What is asked:
Rewrite the records below with every "target" changed to "object" and nothing else altered. Omit the pictures from your version.

◇ ◇ ◇ ◇ ◇ ◇ ◇

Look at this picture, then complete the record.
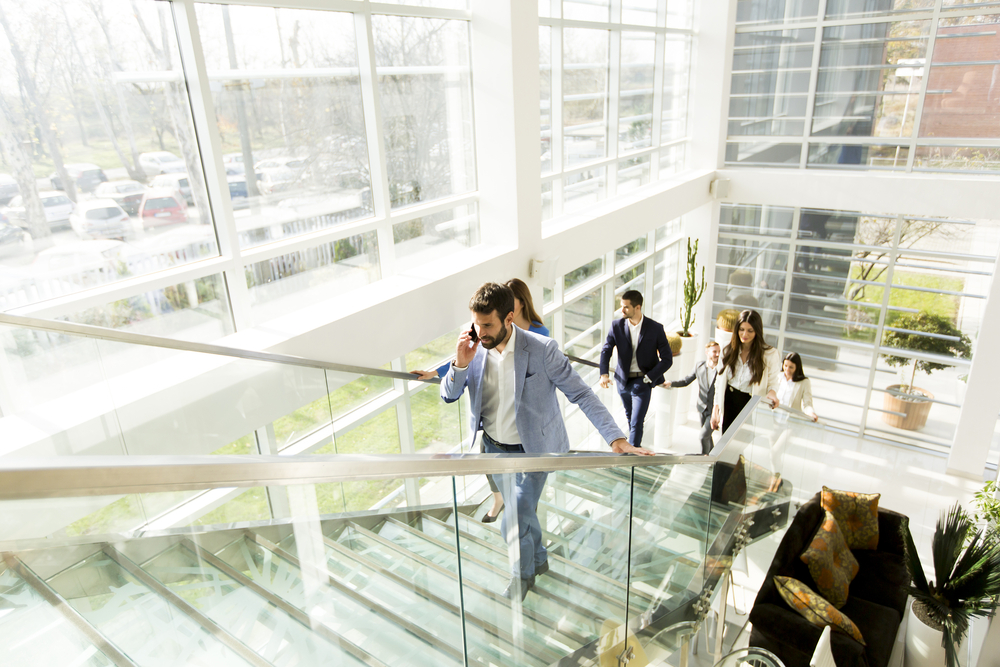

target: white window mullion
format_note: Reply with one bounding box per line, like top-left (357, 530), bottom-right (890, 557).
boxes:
top-left (170, 0), bottom-right (253, 331)
top-left (354, 9), bottom-right (396, 278)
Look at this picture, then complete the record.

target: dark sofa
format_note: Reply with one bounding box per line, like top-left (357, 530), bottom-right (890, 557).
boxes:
top-left (750, 493), bottom-right (910, 667)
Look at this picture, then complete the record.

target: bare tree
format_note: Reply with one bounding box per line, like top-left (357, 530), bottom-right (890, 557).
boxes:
top-left (0, 2), bottom-right (76, 201)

◇ ◇ ◇ ◇ ◇ ◇ ◇

Exercise result:
Look at this picture, then complete the record.

object: white window mullion
format_note: Reply with one bounding box per line, like top-left (357, 530), bottom-right (890, 557).
boxes:
top-left (170, 0), bottom-right (253, 331)
top-left (354, 9), bottom-right (396, 278)
Look at this picture, then complete the record.

object: dark sofa
format_note: Reply with one bounding box per line, like top-left (357, 530), bottom-right (890, 557).
boxes:
top-left (750, 493), bottom-right (910, 667)
Look at this picture, then complete the record.

object: bare tree
format_note: Reply with one bounding box per line, like top-left (357, 530), bottom-right (890, 557).
boxes:
top-left (0, 2), bottom-right (76, 201)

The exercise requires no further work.